[데이터 묶음]
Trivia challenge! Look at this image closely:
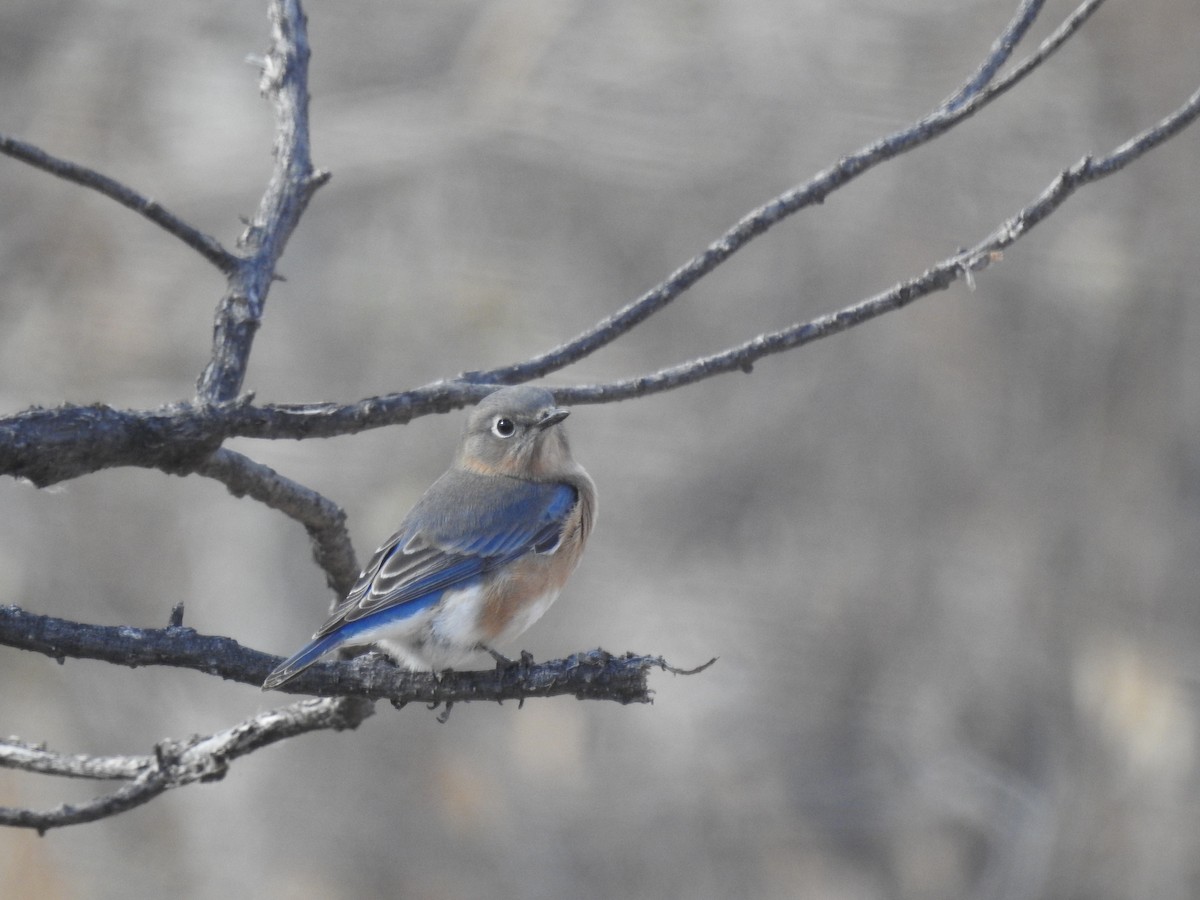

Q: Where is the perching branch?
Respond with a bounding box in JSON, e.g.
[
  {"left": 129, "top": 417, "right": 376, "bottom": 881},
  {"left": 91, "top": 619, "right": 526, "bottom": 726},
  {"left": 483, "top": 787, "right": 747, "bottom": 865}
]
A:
[
  {"left": 0, "top": 606, "right": 679, "bottom": 704},
  {"left": 0, "top": 0, "right": 1200, "bottom": 832}
]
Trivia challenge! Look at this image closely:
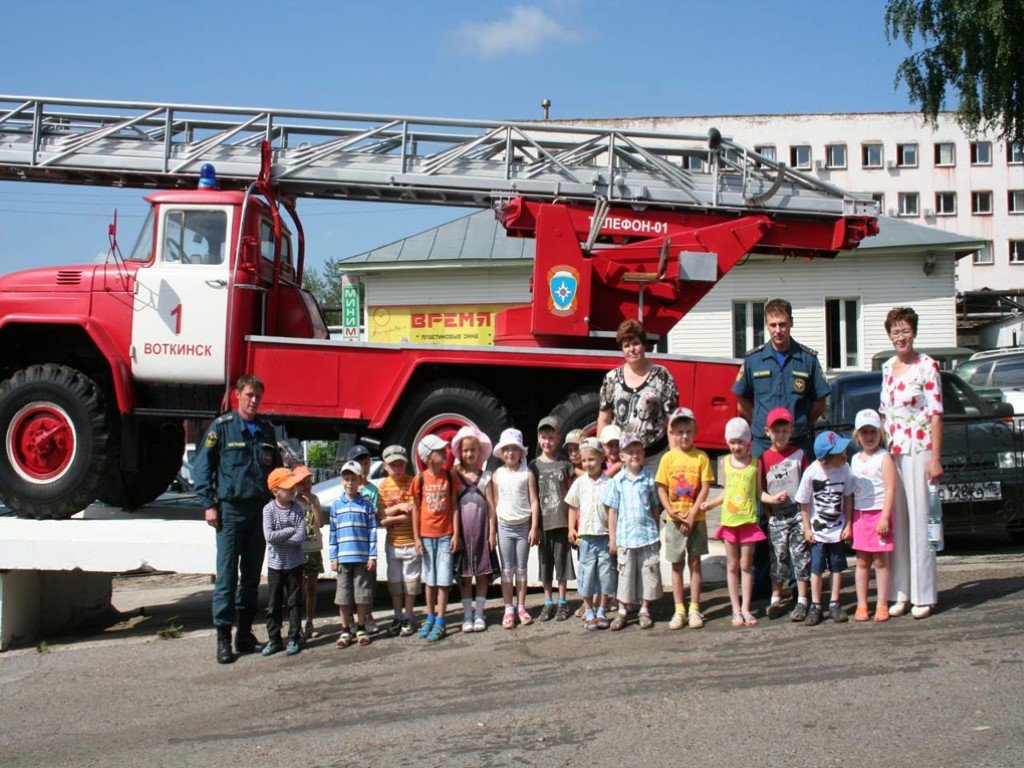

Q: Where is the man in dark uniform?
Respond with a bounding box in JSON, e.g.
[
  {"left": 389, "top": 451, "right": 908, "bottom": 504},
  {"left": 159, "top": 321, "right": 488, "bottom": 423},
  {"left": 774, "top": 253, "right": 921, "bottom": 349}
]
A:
[
  {"left": 193, "top": 374, "right": 283, "bottom": 664},
  {"left": 732, "top": 299, "right": 831, "bottom": 596},
  {"left": 732, "top": 299, "right": 830, "bottom": 459}
]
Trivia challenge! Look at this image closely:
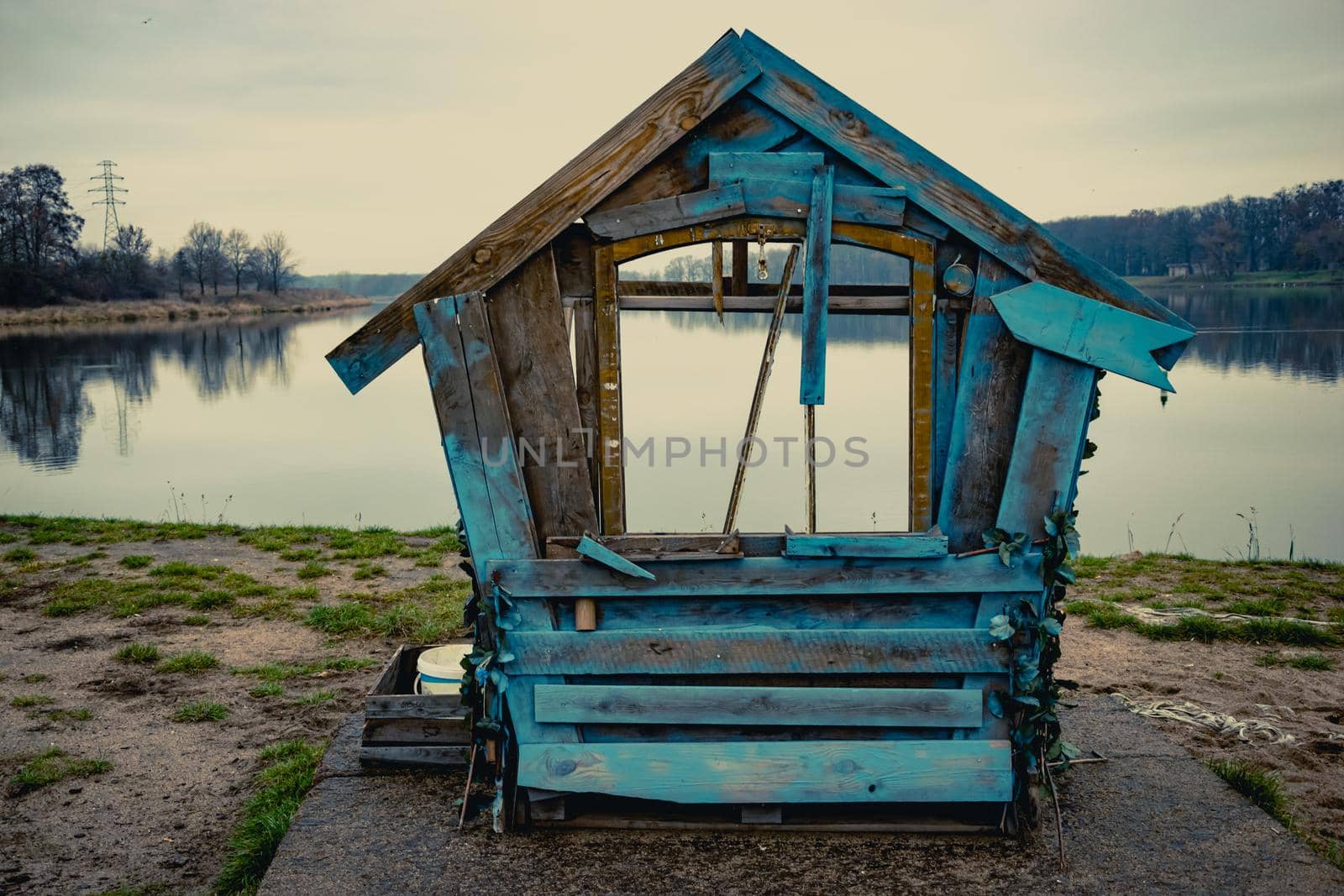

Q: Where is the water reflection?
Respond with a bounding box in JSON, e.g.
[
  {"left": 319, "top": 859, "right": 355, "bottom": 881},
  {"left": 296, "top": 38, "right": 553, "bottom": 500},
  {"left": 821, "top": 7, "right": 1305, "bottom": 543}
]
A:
[
  {"left": 0, "top": 291, "right": 1344, "bottom": 558},
  {"left": 0, "top": 320, "right": 296, "bottom": 471},
  {"left": 1153, "top": 287, "right": 1344, "bottom": 383}
]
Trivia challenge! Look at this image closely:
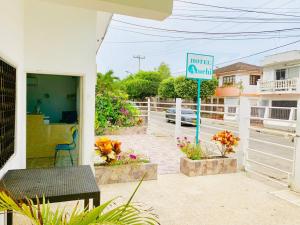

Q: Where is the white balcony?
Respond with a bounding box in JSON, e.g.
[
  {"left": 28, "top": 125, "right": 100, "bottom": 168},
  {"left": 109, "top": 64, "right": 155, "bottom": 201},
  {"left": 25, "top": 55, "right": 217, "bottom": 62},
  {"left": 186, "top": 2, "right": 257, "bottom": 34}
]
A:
[{"left": 258, "top": 78, "right": 300, "bottom": 94}]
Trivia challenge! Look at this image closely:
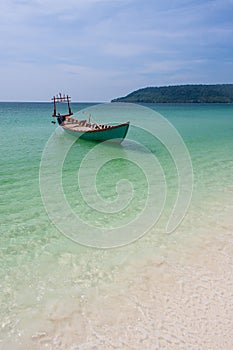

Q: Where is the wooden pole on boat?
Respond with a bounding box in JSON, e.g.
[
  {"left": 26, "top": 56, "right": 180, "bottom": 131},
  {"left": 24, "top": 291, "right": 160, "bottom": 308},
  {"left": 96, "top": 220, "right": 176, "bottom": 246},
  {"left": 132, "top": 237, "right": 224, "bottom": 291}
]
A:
[
  {"left": 67, "top": 95, "right": 73, "bottom": 115},
  {"left": 53, "top": 96, "right": 57, "bottom": 117}
]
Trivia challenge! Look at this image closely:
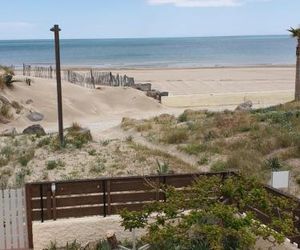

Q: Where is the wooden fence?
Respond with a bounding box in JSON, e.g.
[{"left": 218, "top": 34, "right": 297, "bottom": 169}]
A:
[
  {"left": 26, "top": 172, "right": 300, "bottom": 250},
  {"left": 0, "top": 189, "right": 28, "bottom": 250},
  {"left": 23, "top": 64, "right": 135, "bottom": 88}
]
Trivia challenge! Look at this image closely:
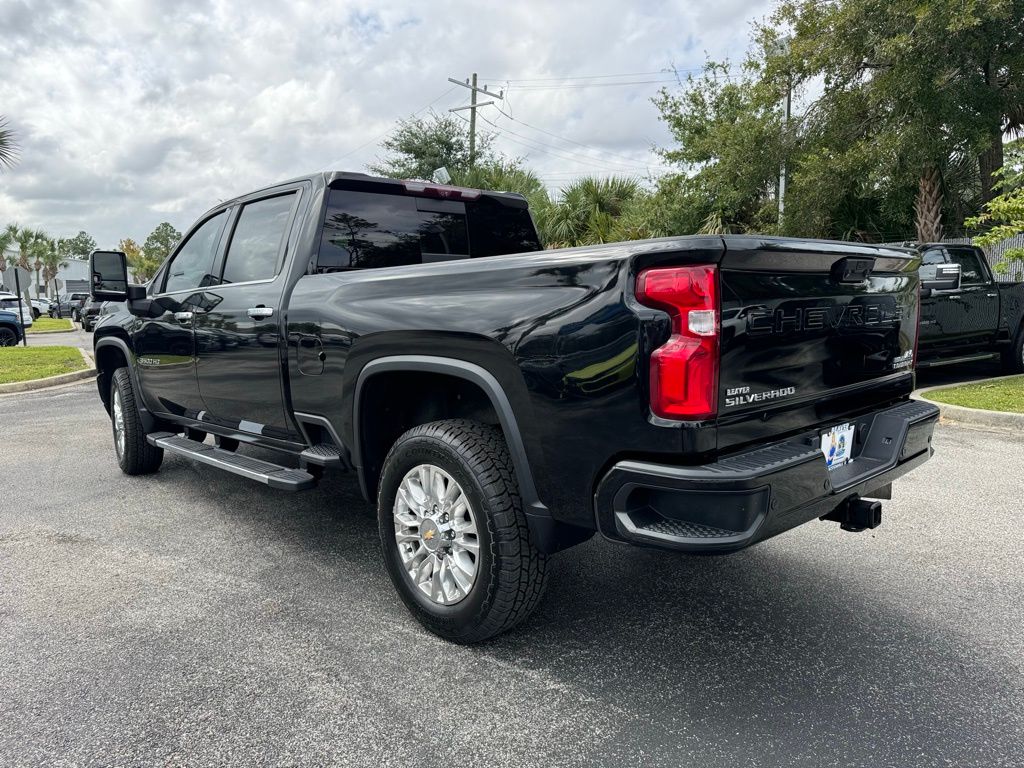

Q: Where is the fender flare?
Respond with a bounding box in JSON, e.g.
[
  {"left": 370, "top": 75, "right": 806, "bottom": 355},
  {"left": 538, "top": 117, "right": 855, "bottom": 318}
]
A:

• **출제 문제**: 위 기록에서 "Where"라는 단어가 들어 있는 줄을 모두 모아 적으세요.

• **풀이**:
Q: Where is the perching branch?
Q: Where is the man in dark uniform?
Q: Where is the water reflection?
Q: Where is the white balcony?
Q: Where is the wooden pole on boat?
Q: Where is the wooden fence?
Q: Where is the fender flare?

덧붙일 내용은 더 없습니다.